▶ _Selected text_
“Commodification bets” and competing legal futures

Marco Giraudo (University of Turin)


1.1 The emergence of “personal data” has opened opportunities to shape and control individuals’ actions to an unprecedented scale for organizations having resources enough to deploy surveillance technologies. A new industry for the exploitation of a new resource was built upon sparse legal provisions so fragmentary and generally framed such to spark long existing uncertainty as to their actual tradability (Malgieri e Custers 2022; Swartz, 2004), as well as little visibility on the amount of legal transaction costs eventually emerging at key junctures of the personal data pipelines (Ballon, 2016; Ferretti 2022).

The mere possibility of a market for personal data set huge opportunity coupled with legal-economic uncertainty. In the face of alternative legal scenarios (see Dewey, & Di Carlo 2021), economic agents could not anticipate how new activities would interrelate with the prevailing order of rights once put into action, or how courts would have eventually accommodated and balance out the commodification claims over the new “resource”, and the competing legal claims emerging from the prevailing order legal order.

Differing ways of balancing legal interests at the core of innovative transactions defines the entitlement structures over the use of newly emerged resource, bearing on the degree of costs being internalized within the innovative business, with direct impact on the profitability – and success – of innovative business models. As such, economic agents have since the early stage of the industry had to deal with uncertain futures both along the economic and the legal dimensions of their business models pointing to the commodification of previously unexploited resources (Giraudo, 2022a, 2022b).

To get through such uncertainty, the idea was that of leveraging private parties ingenuity to prototype various solutions to effectively exploit the new resources without harming the prevailing hierarchically superior rights - users’ fundamental rights, competitors’ rights, and democratic order at large (Giraudo, 2022, Klonick, 2018). Differing ways of balancing legal interests at the core of innovative transactions defines the entitlement structures over the use of newly emerged resource, bearing on the degree of costs being internalized within the innovative business, with direct impact on the profitability – and success – of innovative business models.

The competition between these legal innovations would have led to the emergence of the most “efficient” one – i.e. best balancing between the legal interests and rights involved in the transaction. Efficiency being defined also taking into account “constitutional externalities” of each legal innovation. Such expansion of the competitive dynamics and entrepreneurship into the legal dimension of innovative business models (Pollman and Barry, 2017, Cohen, 2019) paved the way for multiple possible futures that have been temporarily co-present and in competition with one another for years (See Beckert, 2018). Each legal future has ever since been complementary to alternative business models, bearing on different prospects of profitability and success.
In such a context of pluralism of legal futures, alternative entitlements structures and transaction costs, economic agents had nevertheless to provide for legal innovation to ground their newly emerging economic activities (Pistor, 2019), with no guarantees to come up out of the legal innovations competition. For economic agents investing in the personal data commodification future to be successful they have to win a form of legal bets in order to ensure the economic success of their investments in such a possible market (See Kutchar and Dekker, 2022). In a nutshell, they have placed a twofold bets on legal economic futures, in the view of which they have made technological and economic investments.

▶ _Extracted data_

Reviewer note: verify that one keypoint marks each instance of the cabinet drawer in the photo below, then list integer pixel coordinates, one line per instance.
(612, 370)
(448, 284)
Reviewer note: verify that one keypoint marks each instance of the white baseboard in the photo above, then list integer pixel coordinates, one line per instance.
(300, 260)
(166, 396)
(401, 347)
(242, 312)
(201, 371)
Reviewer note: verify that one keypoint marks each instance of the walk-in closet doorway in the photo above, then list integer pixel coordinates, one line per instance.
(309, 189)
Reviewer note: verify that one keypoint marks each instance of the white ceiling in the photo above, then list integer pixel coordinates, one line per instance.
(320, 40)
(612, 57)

▶ _Problem set_
• 1. Reproduce everything in the commodification bets text from "Marco Giraudo (University" down to "2016; Ferretti 2022).".
• 2. In the commodification bets text, how is the most "efficient" legal innovation described?

▶ _Answers to each task_
• 1.
Marco Giraudo (University of Turin)


1.1 The emergence of “personal data” has opened opportunities to shape and control individuals’ actions to an unprecedented scale for organizations having resources enough to deploy surveillance technologies. A new industry for the exploitation of a new resource was built upon sparse legal provisions so fragmentary and generally framed such to spark long existing uncertainty as to their actual tradability (Malgieri e Custers 2022; Swartz, 2004), as well as little visibility on the amount of legal transaction costs eventually emerging at key junctures of the personal data pipelines (Ballon, 2016; Ferretti 2022).

• 2. It is the one that best balances the legal interests and rights involved in the transaction.